• TASK DESCRIPTION:
Collect every line in the items below that contains the string "scattered". Case matters.

• ENTRIES SHOWN:
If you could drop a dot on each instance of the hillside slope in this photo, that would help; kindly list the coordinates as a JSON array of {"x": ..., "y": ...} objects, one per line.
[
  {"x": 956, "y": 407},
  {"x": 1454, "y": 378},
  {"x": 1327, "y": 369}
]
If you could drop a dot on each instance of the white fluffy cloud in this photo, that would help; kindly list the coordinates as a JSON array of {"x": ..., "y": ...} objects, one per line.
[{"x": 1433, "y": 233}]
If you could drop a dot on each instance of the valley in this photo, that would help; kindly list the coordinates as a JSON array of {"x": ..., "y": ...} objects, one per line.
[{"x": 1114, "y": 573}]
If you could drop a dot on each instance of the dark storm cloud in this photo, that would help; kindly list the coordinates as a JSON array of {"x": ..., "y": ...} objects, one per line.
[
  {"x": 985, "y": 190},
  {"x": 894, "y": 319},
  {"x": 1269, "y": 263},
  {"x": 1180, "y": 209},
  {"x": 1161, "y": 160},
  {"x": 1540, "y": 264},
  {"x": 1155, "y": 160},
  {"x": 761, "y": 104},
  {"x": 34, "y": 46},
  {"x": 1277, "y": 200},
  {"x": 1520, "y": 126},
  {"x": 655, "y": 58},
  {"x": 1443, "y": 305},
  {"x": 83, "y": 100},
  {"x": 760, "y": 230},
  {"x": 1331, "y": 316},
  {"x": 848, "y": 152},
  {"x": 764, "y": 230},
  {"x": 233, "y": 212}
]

--

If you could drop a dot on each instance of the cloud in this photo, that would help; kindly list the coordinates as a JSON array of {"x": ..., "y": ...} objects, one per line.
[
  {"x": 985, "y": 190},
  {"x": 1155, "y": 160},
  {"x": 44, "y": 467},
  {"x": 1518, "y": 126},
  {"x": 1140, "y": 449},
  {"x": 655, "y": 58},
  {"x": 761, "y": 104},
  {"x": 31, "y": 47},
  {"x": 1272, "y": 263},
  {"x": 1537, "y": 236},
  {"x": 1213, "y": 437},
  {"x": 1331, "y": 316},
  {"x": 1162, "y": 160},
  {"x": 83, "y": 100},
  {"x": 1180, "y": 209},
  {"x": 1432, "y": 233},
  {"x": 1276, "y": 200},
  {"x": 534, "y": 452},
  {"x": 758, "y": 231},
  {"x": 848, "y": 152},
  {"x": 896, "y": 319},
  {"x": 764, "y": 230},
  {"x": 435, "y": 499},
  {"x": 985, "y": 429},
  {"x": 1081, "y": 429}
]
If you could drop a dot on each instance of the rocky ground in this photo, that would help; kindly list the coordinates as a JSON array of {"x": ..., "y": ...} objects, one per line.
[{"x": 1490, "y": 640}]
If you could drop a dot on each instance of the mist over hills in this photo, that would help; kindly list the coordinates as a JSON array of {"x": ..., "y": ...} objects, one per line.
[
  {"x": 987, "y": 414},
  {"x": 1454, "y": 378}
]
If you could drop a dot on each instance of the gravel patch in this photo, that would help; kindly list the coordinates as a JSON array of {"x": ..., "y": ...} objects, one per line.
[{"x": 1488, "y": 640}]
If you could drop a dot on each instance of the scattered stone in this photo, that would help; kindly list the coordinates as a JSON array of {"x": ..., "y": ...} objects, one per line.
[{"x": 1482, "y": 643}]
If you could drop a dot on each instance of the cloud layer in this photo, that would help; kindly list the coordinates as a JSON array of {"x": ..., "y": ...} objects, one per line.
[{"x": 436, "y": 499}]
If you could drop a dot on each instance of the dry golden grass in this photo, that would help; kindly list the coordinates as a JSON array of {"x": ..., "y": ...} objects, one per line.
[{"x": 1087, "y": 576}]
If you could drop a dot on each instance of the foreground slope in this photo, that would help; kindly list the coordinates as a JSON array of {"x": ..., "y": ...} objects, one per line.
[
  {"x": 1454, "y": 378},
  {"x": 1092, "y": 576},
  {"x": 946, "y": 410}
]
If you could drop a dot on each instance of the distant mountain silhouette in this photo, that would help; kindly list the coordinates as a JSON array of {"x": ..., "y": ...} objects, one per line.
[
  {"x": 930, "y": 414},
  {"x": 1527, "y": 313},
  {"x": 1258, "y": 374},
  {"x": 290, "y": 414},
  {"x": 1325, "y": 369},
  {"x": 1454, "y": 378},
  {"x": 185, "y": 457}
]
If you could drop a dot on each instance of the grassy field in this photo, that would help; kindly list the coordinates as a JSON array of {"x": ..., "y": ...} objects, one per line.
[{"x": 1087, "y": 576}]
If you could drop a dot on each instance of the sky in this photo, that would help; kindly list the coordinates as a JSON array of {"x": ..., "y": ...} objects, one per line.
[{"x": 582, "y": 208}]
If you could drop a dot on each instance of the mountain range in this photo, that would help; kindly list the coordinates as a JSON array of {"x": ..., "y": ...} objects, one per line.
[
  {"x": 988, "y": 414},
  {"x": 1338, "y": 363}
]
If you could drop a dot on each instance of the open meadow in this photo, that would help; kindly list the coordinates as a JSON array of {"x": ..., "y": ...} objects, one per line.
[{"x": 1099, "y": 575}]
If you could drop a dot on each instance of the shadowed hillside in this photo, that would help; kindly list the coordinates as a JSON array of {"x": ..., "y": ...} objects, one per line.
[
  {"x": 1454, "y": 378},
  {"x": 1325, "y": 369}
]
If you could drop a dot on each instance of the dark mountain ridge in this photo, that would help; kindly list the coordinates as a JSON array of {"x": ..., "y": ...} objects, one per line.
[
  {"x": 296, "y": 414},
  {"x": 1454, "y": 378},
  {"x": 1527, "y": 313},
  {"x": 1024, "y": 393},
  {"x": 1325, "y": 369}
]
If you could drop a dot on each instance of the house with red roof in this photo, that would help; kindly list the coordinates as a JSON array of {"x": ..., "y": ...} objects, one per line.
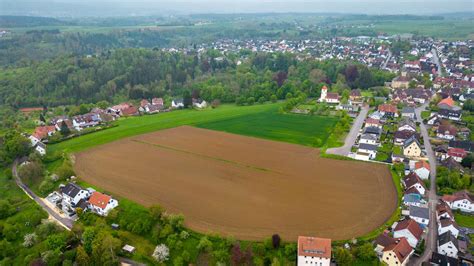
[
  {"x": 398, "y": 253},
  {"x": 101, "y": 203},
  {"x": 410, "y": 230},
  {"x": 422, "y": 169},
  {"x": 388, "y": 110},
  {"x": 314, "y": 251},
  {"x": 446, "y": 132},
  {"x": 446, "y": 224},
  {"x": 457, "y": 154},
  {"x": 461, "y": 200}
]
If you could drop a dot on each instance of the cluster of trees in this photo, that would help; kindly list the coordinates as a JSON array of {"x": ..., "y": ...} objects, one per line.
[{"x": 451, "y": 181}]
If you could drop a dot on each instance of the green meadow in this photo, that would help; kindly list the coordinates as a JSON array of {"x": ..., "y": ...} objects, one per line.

• SOLUTION FOR THIS TASK:
If you could drop a dot on each instance of the scattered stone in this photo, that would help; kindly list the coordinates as a JSON array of {"x": ..., "y": ...} objects, one per line.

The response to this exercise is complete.